** Begin TEXT SHOWN **
6/6/15 Kirby Stephen to Keld. Mountain, moor, bog, and hidden streams. Nine Standards Rigg was unusually dry. It can be waist height at the wrong time of year, and ironically my feet were the driest yet at the end of the day. On top of Nine Standards Rigg the main Pennine watershed is crossed and Yorkshire entered; the rivers and streams, previously flowing west to join the Irish Sea now flow east to the North Sea and we effectively now walk with the watercourses. We had to take shelter in the safety shelter to have brakes and layer up, but we skipped most of the breaks when we could because of the biting wind. Had a much needed Stopped off for tea on a ever so remote hill farm deep in the Yorkshire Dales called Ravenseat. One is welcomed to the farm by a sign saying: "Slow down free range children on the loss". The family balances 2000 thousand acre farm with 1000 sheep with 7 children, and found time to start up a tea shop for walkers. From the day their children learn to walk they help out on the farm; if they are not serving one tea, they are feeding animals, or collecting firewood. The family are a Coast to Coast institution now.; they have written books about life on the farm and been on TV shows, and had a few about the national newspaper articles on the shepherdess with 7 children.
7/6/15 Keld to Reeth. Yorkshire Dales. Sunniest day yet; got a bit sunburnt. Nice river walk. Past somewhere called crackpot!!! The Hostel looks like a castle, apparently it was hunting lodge. Former lead mines now shooting and army training areas. Green pastures, crumbling stone walls, abandoned farm buildings. Past lots of shooting butts for grouse shooting and crossed Pennine Way. Conversations I overhead in hostel include miners strike to even little old ladies discussing how the renovating their retirement homes. Apparently the sheep which look like they are wearing balaclavas are called Swaledale sheep.
8/6/15 Reeth to Richmond (Brompton-on-Swale). Back to civilisation. Another good day weather-wise cannot quite get over how different the past few days of the Yorkshire Dales have been compared to Lake District. Passed Marrick Priory at the start of the walk. Followed the lovely River Swale and its wooded valley throughout. Saw lapwings. The rolling hills of the Dales were like walking through the windows XP background at times. Some lovely meadows. Tried to count every stiles the past few days, they had narrow little gaps in the dry stone walls with the annoying spring-loaded wooden gates attached. but I gave up. Applegarth Scar was one of the highlights of the day, lovely views from the top. Had tea at Richmond-on-Swale Market Square; before the final 5k along former railway-line continuing to Brompton, past the caravan park, where we were picked up at the Crown Pub.
9/6/15 Richmond to Ingleby Cross. More like walking through Thames Valley. Imagine walking to Leys, Gasington to Marsh Baldon training route about five or so times; it felt something like that. Cows as well as sheep now. Even Wainwright readily admits this section is to be endured rather than enjoyed. Found it a struggle motivating myself during the walk. Bumped into a French guy on his way to Scotland from France by push bike!!! Had to cross the A19, Green Cross Code went out of the window. I think most people who do the walk, add a bit to the walk and take the much safer underpass near Catterick. Stayed in hotel with gym, Jacuzzi, and swimming pool but did not have time to use it and I felt really tired.
** End TEXT SHOWN **
• _STATED TASK A_
Gather every line of the records below that contains the string "railway", copying each one unchanged.
** Begin RECORD EXCERPTS **
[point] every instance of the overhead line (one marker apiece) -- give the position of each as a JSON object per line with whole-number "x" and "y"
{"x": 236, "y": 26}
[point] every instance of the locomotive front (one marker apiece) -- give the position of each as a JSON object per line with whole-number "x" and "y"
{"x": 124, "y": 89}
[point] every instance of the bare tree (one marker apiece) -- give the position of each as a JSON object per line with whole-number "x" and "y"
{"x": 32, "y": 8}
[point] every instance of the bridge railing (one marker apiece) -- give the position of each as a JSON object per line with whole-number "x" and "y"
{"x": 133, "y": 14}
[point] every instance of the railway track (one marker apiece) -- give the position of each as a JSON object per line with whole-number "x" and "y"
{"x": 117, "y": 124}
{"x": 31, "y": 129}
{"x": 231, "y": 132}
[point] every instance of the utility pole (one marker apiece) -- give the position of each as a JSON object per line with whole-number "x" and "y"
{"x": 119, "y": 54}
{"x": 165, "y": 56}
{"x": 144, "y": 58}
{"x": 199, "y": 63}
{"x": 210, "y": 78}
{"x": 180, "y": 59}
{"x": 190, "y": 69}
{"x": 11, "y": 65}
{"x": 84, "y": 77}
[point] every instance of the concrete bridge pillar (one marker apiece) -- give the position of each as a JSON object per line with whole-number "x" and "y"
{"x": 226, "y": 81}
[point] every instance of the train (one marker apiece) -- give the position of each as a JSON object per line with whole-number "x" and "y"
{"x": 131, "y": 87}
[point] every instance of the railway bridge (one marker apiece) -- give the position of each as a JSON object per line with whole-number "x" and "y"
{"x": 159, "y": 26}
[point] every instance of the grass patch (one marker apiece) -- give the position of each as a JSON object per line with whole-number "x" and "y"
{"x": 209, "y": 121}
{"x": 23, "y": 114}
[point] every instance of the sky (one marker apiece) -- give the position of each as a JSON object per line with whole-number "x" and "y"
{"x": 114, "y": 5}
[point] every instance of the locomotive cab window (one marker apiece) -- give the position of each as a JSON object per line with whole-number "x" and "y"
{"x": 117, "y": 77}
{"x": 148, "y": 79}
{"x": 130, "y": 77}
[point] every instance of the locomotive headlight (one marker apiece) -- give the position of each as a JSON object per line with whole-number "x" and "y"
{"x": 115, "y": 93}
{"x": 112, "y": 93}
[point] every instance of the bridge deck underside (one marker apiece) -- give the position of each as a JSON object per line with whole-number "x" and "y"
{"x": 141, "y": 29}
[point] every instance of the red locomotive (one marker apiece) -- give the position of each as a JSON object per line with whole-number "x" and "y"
** End RECORD EXCERPTS **
• _STATED TASK B_
According to the walking diary, what are the sheep that look like they are wearing balaclavas called?

• _EXERCISE SOLUTION A_
[point] every instance of the railway track (one marker apiece) -- give the position of each as a JSON object per line with whole-number "x" and "y"
[point] every instance of the railway bridge (one marker apiece) -- give the position of each as a JSON object per line with whole-number "x" and "y"

• _EXERCISE SOLUTION B_
Swaledale sheep.